### Page extract
══════

In preparation for reopening with guidance from State, City, and public health authorities, the American Museum of Natural History today announced new operating days and hours, a new ticketing policy, and new health and safety measures, including new ticketing reservation requirements.
If indoor Museums are permitted to reopen, the Museum will reopen for Members and invited guests on September 2 and for the general public on September 9. The Museum will be prepared to deliver a blend of physical and digital experiences for all audiences, created by staff working both in the building and remotely, and to continue providing unique offerings and benefits to its dedicated community of Museum Members and visitors.
In preparing for reopening, the Museum has prioritized three goals:
- Protecting the health and safety of its staff and visitors;
- Continuing to deliver on its public service mission and program of scientific research and education; and
- Contributing to the recovery of New York City and the region by welcoming families, teachers, and learners of all ages.
Ellen V. Futter, President of the American Museum of Natural History, said, “We believe that the work of this Museum, which is fundamentally grounded in science, has never been more important. Institutions such as ours have a critical role to play in restoring our sense of progress and community by bringing us together virtually and physically to learn about the environment and the natural world around us, about one another and our diverse cultures and backgrounds, through experiences that are transporting, enriching, and, especially important at this time, joyful. Our digital offerings remain accessible to serve the widest possible audience on an ongoing basis, and we look forward to opening our doors on site as soon as possible to welcome the public back to the Museum.”
New operating procedures include:
- Opening to the public five days a week instead of seven, Wednesday-Sunday, from 10 am to 5:30 pm; and
- Requiring timed-entry tickets, reserved in advance online on the Museum’s website, as a means of limiting attendance at any one time. Reservations will also be available through the Museum’s Explorer app.

══════

### Supplied entries
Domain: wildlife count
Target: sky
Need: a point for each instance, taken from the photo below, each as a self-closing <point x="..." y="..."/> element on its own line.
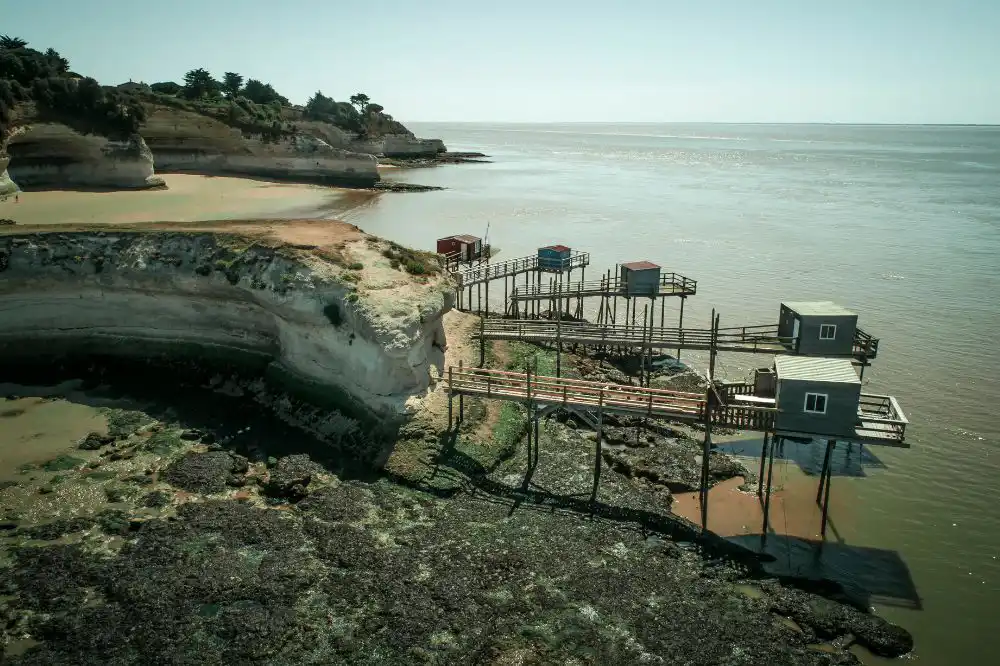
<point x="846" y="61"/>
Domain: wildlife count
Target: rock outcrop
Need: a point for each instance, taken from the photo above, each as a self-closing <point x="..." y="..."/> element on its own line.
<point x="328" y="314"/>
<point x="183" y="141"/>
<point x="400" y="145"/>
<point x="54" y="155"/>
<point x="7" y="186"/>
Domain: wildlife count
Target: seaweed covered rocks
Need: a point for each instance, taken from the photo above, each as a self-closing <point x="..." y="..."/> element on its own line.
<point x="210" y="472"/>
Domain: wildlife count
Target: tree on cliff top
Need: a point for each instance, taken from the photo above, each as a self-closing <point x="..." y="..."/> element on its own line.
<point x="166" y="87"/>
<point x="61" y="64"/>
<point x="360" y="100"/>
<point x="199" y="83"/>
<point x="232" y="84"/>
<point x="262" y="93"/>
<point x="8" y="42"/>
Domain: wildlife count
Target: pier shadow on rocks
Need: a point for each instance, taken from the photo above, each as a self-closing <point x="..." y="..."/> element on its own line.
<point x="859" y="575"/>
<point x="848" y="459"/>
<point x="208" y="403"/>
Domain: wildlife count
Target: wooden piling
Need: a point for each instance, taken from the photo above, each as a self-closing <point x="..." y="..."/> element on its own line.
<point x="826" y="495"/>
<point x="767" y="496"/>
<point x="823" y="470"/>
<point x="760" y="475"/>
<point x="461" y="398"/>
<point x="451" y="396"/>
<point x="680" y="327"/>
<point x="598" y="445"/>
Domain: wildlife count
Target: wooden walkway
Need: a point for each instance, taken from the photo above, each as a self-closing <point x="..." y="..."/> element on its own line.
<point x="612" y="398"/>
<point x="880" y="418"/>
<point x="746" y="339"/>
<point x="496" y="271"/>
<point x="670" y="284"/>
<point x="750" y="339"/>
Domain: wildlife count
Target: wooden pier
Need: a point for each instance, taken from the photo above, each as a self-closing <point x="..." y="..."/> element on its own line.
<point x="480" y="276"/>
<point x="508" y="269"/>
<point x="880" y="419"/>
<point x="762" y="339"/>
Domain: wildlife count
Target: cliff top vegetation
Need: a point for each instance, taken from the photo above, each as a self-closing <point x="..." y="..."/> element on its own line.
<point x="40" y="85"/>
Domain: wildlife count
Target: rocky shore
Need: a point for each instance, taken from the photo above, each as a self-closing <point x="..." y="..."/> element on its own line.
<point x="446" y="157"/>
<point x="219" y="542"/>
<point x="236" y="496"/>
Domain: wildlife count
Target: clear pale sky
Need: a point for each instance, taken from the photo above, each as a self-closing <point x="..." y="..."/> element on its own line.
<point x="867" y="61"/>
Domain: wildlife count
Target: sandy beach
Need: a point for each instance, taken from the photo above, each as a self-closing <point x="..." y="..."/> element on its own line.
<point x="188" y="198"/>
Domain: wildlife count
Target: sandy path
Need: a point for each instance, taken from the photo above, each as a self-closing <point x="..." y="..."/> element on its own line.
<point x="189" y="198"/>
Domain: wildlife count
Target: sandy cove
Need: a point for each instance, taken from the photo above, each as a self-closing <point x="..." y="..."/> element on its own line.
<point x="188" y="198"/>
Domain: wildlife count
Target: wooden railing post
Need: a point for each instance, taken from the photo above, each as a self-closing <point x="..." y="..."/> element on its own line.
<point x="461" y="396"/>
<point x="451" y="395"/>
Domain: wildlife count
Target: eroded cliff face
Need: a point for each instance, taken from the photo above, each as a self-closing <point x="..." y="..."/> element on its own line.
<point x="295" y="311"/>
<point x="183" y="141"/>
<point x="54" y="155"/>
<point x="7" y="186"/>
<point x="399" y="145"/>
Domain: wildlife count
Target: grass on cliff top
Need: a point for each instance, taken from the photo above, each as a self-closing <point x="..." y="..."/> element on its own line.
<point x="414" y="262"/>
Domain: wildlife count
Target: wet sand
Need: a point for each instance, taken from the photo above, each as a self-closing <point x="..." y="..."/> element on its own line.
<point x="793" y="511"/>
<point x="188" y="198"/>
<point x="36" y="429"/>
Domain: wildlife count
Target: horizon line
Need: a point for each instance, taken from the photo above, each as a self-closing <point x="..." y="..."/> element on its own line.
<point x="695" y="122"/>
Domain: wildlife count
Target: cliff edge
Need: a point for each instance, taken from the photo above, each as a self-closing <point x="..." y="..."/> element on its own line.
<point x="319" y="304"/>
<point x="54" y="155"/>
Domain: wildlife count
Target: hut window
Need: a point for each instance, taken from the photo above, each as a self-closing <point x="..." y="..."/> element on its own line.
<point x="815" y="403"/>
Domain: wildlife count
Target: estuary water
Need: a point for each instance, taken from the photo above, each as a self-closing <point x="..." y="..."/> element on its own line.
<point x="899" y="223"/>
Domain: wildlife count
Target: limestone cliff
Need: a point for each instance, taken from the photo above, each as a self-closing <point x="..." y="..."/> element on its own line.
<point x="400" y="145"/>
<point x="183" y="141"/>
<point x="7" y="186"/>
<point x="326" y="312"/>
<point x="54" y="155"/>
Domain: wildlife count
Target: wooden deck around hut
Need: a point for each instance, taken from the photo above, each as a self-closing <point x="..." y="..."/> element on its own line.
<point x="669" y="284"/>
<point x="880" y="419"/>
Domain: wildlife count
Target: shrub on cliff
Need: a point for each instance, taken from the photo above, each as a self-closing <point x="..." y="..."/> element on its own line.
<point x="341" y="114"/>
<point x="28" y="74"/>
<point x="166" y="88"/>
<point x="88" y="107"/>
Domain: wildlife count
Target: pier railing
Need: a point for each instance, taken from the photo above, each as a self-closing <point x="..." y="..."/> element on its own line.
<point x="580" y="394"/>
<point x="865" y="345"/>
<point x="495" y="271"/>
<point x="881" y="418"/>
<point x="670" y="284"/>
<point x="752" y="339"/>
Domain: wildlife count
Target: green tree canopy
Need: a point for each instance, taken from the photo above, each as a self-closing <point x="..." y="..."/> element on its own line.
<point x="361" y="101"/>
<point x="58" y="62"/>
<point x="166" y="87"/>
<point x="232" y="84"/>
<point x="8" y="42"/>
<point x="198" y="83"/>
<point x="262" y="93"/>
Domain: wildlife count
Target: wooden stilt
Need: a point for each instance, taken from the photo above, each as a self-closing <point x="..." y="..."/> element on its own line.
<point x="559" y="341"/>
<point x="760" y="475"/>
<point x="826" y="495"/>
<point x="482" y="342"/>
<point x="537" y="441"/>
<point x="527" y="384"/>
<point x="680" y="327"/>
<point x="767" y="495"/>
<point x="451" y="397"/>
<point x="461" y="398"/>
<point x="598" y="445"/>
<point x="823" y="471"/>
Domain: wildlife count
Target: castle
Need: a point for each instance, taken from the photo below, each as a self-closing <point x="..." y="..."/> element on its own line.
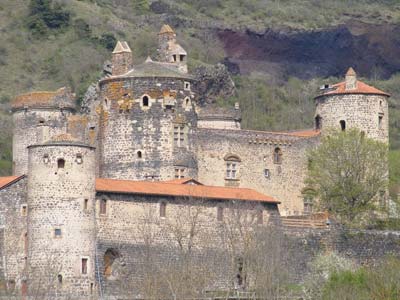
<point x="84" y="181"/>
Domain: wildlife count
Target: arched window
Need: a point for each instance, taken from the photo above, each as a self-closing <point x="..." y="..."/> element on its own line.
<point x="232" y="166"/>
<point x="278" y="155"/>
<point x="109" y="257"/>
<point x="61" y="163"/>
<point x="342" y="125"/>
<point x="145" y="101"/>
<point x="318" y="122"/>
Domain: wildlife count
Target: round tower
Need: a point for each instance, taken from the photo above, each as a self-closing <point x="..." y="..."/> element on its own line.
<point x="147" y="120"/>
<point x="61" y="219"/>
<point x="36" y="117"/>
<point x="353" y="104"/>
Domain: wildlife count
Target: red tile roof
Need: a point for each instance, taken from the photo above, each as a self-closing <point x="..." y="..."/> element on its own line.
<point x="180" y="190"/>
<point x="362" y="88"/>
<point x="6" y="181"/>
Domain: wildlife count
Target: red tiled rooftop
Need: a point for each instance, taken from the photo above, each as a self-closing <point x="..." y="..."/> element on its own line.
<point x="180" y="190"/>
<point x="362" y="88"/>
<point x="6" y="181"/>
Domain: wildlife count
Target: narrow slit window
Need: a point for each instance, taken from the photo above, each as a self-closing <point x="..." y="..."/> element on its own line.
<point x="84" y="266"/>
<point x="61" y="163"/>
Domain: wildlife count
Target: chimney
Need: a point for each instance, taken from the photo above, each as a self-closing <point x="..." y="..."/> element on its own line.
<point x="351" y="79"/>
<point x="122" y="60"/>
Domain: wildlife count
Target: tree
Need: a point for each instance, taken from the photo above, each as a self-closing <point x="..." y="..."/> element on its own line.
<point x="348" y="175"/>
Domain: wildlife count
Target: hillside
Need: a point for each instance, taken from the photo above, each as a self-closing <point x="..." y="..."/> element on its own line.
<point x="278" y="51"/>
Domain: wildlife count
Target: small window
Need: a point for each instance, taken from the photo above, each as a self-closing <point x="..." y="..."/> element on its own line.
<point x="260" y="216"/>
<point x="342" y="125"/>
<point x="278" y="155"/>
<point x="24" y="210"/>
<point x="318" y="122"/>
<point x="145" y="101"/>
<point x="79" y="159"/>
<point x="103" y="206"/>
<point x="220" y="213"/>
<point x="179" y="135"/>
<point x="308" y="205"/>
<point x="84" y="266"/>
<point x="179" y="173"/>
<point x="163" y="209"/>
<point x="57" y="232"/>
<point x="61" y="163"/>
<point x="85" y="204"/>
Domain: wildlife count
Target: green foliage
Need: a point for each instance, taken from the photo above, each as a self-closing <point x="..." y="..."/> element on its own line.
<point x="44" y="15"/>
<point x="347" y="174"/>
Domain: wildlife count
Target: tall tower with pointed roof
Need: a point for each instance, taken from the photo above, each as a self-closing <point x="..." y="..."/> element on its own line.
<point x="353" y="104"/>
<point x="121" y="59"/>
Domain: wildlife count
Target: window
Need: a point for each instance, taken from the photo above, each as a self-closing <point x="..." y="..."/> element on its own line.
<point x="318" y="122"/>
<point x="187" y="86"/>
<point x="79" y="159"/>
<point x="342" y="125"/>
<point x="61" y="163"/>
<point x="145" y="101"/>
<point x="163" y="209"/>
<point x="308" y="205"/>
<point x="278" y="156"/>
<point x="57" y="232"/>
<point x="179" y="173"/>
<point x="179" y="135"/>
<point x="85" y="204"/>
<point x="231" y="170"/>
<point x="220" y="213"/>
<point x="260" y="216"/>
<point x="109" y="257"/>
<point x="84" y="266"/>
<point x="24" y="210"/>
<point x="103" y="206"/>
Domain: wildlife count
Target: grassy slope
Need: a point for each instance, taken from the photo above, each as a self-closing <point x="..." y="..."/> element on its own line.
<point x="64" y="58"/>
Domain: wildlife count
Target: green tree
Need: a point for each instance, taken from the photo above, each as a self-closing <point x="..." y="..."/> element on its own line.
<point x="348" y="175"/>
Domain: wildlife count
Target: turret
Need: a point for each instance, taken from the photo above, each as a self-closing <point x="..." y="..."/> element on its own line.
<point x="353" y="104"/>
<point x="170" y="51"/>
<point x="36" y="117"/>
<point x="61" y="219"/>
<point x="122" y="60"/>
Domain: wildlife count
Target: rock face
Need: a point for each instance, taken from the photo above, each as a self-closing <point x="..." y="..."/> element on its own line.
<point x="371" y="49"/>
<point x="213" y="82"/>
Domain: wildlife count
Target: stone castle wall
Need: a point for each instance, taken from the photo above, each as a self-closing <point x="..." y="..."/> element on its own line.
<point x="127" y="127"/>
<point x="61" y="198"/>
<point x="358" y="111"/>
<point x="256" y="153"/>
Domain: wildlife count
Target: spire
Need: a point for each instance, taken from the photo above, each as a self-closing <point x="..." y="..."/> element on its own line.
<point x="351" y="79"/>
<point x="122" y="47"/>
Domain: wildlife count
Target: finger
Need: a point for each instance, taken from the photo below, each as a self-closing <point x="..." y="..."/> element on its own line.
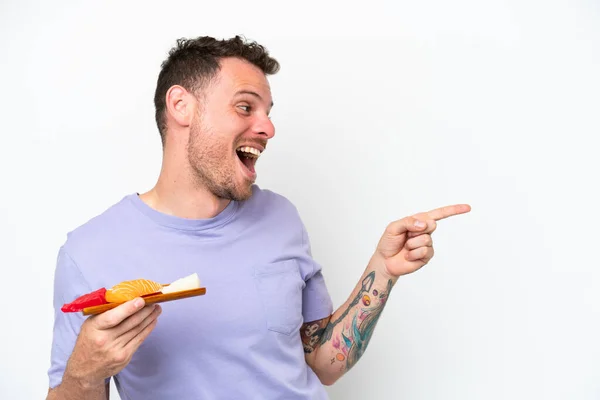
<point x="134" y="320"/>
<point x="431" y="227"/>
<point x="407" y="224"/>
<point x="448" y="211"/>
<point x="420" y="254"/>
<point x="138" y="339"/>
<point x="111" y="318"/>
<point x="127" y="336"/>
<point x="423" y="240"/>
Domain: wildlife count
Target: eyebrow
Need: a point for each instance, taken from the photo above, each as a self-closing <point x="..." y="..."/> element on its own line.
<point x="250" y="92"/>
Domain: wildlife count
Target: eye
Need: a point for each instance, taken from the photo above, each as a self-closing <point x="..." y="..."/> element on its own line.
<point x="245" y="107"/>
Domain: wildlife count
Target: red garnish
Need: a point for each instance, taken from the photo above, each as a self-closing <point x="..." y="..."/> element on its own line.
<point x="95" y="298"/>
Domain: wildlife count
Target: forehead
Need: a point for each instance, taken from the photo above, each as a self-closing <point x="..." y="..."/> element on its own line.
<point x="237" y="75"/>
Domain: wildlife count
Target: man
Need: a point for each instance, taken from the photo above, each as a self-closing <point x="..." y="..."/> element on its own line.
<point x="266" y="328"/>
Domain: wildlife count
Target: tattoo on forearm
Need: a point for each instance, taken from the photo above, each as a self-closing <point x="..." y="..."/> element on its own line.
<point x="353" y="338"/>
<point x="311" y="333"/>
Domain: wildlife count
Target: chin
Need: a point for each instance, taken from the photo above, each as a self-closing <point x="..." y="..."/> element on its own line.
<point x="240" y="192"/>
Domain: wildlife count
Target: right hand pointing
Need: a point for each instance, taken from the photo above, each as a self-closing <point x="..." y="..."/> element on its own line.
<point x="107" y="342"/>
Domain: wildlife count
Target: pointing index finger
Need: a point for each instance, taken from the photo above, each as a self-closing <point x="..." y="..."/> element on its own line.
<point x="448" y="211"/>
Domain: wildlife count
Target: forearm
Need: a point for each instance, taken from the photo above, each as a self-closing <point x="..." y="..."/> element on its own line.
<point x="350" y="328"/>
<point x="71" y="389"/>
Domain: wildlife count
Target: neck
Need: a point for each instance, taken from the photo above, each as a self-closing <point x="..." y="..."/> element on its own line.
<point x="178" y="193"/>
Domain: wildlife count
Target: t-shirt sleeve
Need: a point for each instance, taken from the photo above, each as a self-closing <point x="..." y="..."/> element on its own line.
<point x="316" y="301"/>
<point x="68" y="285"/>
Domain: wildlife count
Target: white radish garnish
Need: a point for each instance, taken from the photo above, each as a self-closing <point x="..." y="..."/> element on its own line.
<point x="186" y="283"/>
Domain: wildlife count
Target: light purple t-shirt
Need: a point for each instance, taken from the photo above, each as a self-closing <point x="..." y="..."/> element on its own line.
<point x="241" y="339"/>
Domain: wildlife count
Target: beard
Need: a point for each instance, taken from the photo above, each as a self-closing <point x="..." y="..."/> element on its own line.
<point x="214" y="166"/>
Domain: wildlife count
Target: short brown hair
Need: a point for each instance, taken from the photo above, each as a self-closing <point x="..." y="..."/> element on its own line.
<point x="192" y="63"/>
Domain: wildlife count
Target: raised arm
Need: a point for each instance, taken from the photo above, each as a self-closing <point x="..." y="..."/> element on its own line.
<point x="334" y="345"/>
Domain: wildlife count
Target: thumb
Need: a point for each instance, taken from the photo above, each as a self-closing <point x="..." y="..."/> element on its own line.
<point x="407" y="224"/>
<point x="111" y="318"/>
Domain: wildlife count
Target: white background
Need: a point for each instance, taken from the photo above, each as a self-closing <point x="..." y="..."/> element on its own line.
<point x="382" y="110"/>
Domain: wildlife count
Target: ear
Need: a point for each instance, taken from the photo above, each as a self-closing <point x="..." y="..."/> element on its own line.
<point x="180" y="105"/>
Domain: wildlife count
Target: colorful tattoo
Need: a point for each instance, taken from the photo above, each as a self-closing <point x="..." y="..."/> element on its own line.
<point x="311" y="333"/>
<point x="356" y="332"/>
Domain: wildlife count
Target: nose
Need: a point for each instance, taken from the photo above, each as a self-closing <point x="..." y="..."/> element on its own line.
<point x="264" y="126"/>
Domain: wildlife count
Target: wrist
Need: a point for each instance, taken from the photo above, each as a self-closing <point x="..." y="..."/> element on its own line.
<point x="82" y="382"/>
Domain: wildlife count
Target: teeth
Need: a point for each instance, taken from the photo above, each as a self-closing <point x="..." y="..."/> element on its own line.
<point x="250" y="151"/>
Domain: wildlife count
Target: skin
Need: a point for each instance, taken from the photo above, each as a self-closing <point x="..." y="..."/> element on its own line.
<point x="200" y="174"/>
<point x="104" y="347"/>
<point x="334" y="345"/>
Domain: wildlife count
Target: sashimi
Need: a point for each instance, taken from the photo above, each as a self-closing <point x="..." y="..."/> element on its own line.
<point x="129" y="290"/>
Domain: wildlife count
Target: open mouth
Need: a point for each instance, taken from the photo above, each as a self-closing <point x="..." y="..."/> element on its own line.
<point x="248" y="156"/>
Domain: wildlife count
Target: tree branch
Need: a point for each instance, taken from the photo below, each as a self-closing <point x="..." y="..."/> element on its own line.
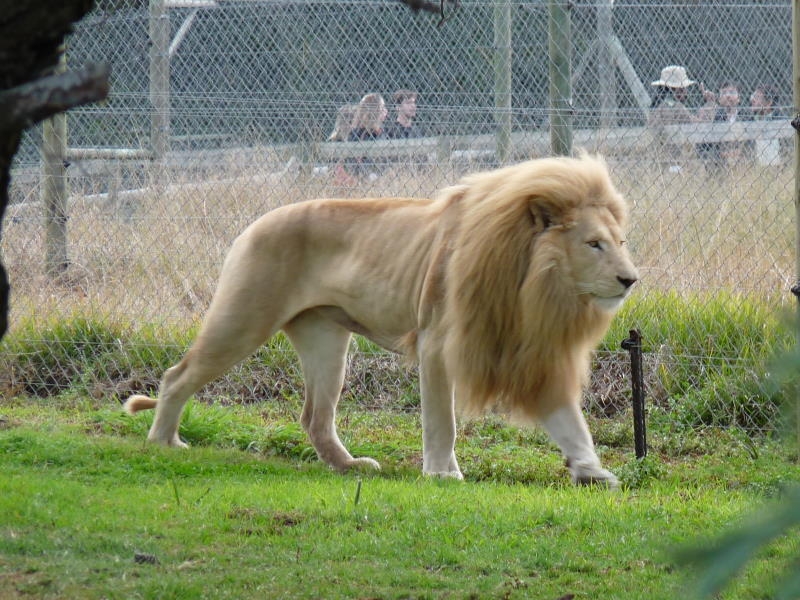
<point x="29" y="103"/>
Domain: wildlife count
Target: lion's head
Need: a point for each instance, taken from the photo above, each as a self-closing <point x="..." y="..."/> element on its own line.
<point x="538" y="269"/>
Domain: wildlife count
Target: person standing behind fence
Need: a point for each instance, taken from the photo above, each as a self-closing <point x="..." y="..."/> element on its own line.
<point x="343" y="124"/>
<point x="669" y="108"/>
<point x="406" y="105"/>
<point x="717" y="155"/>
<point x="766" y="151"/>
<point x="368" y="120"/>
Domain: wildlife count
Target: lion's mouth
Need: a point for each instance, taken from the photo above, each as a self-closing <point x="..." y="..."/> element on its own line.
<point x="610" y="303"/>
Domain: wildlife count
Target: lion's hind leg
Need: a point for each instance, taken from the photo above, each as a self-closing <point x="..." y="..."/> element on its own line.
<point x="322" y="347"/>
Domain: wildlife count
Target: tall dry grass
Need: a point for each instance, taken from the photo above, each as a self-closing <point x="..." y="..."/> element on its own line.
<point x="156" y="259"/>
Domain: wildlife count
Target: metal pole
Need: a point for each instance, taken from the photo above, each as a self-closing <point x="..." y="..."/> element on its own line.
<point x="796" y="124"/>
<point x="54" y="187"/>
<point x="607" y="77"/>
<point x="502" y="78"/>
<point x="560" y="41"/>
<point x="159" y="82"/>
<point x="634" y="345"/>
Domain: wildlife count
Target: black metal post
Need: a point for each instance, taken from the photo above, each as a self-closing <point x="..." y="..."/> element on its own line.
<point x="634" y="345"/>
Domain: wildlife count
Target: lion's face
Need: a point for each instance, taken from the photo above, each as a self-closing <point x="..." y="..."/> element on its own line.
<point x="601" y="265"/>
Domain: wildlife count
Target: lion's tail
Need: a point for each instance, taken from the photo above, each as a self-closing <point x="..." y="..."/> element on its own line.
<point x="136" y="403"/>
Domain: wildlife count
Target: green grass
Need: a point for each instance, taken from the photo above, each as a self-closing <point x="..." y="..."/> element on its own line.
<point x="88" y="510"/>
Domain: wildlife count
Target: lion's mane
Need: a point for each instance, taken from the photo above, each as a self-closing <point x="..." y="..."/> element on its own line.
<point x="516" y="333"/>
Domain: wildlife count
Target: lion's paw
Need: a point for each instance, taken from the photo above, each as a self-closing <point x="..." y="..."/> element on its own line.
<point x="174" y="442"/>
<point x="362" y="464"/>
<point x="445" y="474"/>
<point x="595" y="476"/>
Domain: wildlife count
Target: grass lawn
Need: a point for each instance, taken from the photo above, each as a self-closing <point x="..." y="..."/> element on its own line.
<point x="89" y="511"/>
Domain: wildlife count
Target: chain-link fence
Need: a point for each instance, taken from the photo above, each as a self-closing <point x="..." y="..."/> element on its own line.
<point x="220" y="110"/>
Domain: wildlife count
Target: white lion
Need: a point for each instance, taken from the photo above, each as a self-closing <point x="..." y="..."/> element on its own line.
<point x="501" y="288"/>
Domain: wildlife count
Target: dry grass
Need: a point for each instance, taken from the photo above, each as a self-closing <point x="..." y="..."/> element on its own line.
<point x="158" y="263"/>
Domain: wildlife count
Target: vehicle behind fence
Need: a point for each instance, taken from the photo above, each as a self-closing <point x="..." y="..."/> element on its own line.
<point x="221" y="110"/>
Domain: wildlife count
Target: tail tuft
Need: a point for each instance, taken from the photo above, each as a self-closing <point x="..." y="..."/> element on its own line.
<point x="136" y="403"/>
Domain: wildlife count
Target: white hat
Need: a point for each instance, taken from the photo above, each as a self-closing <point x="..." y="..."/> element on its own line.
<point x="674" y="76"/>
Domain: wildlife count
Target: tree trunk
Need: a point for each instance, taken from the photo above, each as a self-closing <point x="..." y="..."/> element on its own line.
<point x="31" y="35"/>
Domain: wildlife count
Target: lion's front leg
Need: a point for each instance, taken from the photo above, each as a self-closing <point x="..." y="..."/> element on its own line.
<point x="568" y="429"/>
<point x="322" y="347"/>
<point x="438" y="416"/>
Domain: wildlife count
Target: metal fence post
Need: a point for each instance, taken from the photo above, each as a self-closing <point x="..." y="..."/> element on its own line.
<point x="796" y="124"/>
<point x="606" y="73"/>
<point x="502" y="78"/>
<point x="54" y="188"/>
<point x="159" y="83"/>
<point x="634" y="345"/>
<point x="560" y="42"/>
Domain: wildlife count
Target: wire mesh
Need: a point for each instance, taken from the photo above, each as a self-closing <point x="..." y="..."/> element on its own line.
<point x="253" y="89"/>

══════

### Task requirements
A: Extract the passage of the museum reopening announcement between "New operating procedures" and "Museum’s Explorer app.", inclusive.
B: For each statement, answer yes or no based on the museum reopening announcement, and quote the words that decide it: (i) The Museum plans to reopen for the general public on September 9. (ii) The Museum will open to the public seven days a week. (iii) Timed-entry tickets can be reserved only on the Museum's website.
C: Translate this sentence from the museum reopening announcement into Spanish: "Reservations will also be available through the Museum’s Explorer app."
The records are separate material and are not part of the museum announcement.

### Responses by item number
A:
New operating procedures include:
- Opening to the public five days a week instead of seven, Wednesday-Sunday, from 10 am to 5:30 pm; and
- Requiring timed-entry tickets, reserved in advance online on the Museum’s website, as a means of limiting attendance at any one time. Reservations will also be available through the Museum’s Explorer app.

B:
(i) Yes: "for the general public on September 9"
(ii) No: "five days a week instead of seven, Wednesday-Sunday"
(iii) No: "Reservations will also be available through the Museum’s Explorer app."

C: Las reservas también estarán disponibles a través de la aplicación Explorer del Museo.